Collected data entries:
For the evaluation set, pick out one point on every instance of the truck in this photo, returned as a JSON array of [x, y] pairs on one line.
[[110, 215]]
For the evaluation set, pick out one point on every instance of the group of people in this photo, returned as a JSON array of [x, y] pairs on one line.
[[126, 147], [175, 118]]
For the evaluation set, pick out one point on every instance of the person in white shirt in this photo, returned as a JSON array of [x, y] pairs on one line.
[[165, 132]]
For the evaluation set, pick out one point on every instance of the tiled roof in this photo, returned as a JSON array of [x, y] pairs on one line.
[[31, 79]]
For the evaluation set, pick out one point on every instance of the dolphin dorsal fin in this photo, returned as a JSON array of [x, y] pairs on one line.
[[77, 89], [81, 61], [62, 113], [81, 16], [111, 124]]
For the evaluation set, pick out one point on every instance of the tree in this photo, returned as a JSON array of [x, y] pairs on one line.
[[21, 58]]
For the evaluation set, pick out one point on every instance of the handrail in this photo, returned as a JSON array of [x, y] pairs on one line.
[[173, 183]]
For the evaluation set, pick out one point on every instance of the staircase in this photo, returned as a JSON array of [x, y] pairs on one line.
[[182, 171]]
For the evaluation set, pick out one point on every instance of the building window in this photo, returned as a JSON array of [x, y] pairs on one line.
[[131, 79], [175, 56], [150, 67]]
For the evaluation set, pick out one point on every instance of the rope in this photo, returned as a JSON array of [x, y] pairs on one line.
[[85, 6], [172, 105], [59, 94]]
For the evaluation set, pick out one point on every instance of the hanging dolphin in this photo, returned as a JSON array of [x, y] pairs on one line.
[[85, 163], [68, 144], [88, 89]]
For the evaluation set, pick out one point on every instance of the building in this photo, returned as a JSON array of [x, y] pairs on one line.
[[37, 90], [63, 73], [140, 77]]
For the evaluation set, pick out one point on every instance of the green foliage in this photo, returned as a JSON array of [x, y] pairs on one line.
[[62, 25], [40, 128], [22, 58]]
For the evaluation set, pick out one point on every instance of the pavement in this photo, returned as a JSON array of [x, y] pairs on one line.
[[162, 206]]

### [Do this]
Rewrite all the entries above, substituting "test set" for each "evaluation set" and leaving everything else unchanged.

### [Task response]
For the test set, pick out one point on every instance of the truck in this photo, returned as a JSON array of [x, y] pairs on one line.
[[110, 215]]
For the test set, pick out one point on every instance of the group of people in this photo, returned as a JSON array of [x, y] pairs on one line.
[[126, 147], [175, 118]]
For the test set, pick out one point on every instance of the person in white shirt in this photo, returned as a JSON array of [x, y] pairs on one line.
[[165, 132]]
For the test set, pick out one point on every instance of the tiled roof in this photo, returned as a JSON array of [x, y] pairs on one line.
[[31, 79]]
For the test set, pick out one point on every instance of the dolphin dorsal fin in this photo, returned as a JSON array of [x, y] pairs on one line.
[[77, 89], [81, 61], [62, 113], [81, 16], [111, 124]]
For the test set, pick out one point on every instance of the tree in this photo, returned as a JSON array of [x, y] pairs on one line.
[[21, 58]]
For the test set, pick out one point on every instance of the handrail in this photo, returned as a JSON array of [x, y] pairs on one line.
[[173, 183]]
For the test set, pick out one point on every instance of the staircase in this photo, returned as a JSON array of [x, y] pairs on one line.
[[182, 171]]
For the test set, pick out one point on every instance of the building window in this photo, returned as a JSON array of [x, y] pairs on one line.
[[131, 79], [175, 56], [150, 67]]
For the test set, pick out one point on every instance of the rope in this photo, returned as a JSON array of [x, y] pairs on one line.
[[85, 6], [172, 105], [59, 94]]
For the test set, pick out one point on every instance of the hanging dolphin in this photo, returned as a JSON array of [x, y] pairs on one line.
[[85, 163], [68, 144], [88, 89]]
For the test set, pick out one point on every instance of the building in this photo, returned as a JSON array of [x, y] pairs on one line.
[[37, 90], [63, 73], [140, 77]]
For the test set, pick out one point on every instance of the green foliage in this photo, returned as a JSON array of [x, y] pairs on one line.
[[62, 25], [40, 128], [22, 58]]
For the test set, pick out one point on every instance of the pavement in this photo, returned as a JSON array of [x, y] pairs on one line.
[[162, 206]]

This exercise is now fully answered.